(Mask labeling examples)

# # # #

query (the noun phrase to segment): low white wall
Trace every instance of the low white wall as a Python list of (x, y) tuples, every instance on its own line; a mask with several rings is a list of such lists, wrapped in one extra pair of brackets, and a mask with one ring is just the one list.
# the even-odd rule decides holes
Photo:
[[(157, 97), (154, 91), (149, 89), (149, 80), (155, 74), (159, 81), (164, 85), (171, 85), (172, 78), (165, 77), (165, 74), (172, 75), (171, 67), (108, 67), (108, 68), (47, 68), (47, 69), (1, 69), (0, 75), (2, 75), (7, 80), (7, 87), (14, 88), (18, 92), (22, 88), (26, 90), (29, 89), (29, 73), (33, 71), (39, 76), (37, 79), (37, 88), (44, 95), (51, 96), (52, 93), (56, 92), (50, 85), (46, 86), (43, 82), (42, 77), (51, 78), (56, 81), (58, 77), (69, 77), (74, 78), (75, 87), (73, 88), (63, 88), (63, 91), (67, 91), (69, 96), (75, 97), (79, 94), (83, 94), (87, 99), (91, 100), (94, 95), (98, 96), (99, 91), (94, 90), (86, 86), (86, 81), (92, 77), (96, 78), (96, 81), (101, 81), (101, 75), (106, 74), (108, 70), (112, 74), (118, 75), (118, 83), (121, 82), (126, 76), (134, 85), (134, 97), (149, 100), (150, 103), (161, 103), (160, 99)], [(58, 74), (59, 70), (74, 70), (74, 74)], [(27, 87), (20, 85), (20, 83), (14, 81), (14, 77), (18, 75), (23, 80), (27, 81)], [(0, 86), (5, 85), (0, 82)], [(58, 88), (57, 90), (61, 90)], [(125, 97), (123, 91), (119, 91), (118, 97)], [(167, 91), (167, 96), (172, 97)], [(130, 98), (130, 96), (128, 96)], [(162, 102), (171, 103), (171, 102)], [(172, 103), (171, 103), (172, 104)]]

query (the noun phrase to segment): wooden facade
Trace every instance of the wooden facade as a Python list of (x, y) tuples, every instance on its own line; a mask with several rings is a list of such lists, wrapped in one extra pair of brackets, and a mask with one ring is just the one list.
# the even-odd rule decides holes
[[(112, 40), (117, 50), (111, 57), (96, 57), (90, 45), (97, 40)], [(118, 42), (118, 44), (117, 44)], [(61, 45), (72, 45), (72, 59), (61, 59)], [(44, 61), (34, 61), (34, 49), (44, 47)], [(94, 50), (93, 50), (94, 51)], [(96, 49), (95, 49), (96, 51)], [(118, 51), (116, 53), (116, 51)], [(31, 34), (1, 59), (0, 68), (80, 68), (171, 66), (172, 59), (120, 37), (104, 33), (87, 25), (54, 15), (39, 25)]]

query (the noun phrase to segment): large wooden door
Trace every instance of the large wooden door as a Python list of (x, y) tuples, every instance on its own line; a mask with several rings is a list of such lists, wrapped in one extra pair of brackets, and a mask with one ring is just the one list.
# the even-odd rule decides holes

# # # #

### WHAT IS ASKED
Quote each line of the data above exactly as written.

### FULL RESPONSE
query (the noun phrase to segment): low white wall
Trace every instance of the low white wall as a Python list of (x, y) tuples, every instance on its own line; a mask with several rings is a list of such lists, wrapped in one extra pair of brackets, and a mask with one ring is just the one list.
# the even-odd rule decides holes
Photo:
[[(157, 97), (154, 91), (149, 89), (149, 80), (155, 74), (159, 81), (164, 85), (171, 85), (172, 78), (165, 77), (165, 74), (172, 75), (171, 67), (108, 67), (108, 68), (47, 68), (47, 69), (1, 69), (0, 75), (2, 75), (7, 80), (7, 87), (14, 88), (18, 92), (22, 88), (26, 90), (29, 89), (29, 73), (33, 71), (39, 76), (37, 79), (37, 88), (44, 95), (51, 96), (52, 93), (56, 92), (50, 85), (46, 86), (43, 82), (42, 77), (51, 78), (56, 81), (58, 77), (69, 77), (74, 78), (75, 87), (73, 88), (63, 88), (63, 91), (67, 91), (69, 96), (75, 97), (79, 94), (83, 94), (87, 99), (91, 100), (94, 95), (98, 96), (99, 91), (94, 90), (86, 86), (86, 81), (92, 77), (96, 78), (96, 81), (101, 81), (101, 75), (106, 74), (108, 70), (112, 74), (118, 75), (118, 83), (121, 82), (126, 76), (134, 85), (134, 97), (149, 100), (150, 103), (161, 103), (160, 99)], [(58, 74), (59, 70), (74, 70), (74, 74)], [(27, 87), (20, 85), (20, 83), (14, 81), (14, 77), (18, 75), (23, 80), (27, 81)], [(0, 86), (5, 85), (0, 82)], [(58, 88), (57, 90), (61, 90)], [(125, 97), (123, 91), (119, 91), (118, 97)], [(167, 91), (167, 96), (172, 97)], [(130, 98), (130, 96), (128, 96)], [(162, 102), (171, 103), (171, 102)], [(172, 103), (171, 103), (172, 104)]]

query (the noun phrase to segment): wooden facade
Trace every instance of the wooden facade as a Python list of (x, y) tuples, every instance on its own line; a mask with several rings is a list of such lists, wrapped in one extra pair of brackets, and a mask with one ring is just the one list.
# the even-odd rule decides holes
[[(112, 40), (117, 50), (111, 57), (96, 57), (90, 45), (97, 40)], [(118, 42), (118, 44), (117, 44)], [(61, 45), (72, 45), (72, 59), (61, 59)], [(44, 61), (34, 61), (34, 49), (44, 47)], [(94, 50), (93, 50), (94, 51)], [(96, 49), (95, 49), (96, 51)], [(118, 51), (116, 53), (116, 51)], [(31, 34), (1, 59), (0, 68), (80, 68), (171, 66), (172, 59), (120, 37), (104, 33), (87, 25), (54, 15), (39, 25)]]

query (the noun phrase to segment): large wooden door
Trace every instance of the large wooden door as a Python list of (x, y) tuples, every instance on its own line; a mask with several rings is a list of such lists, wrapped in one extra pair of brackets, and a mask with one ring is just the one list.
# the even-odd rule decides holes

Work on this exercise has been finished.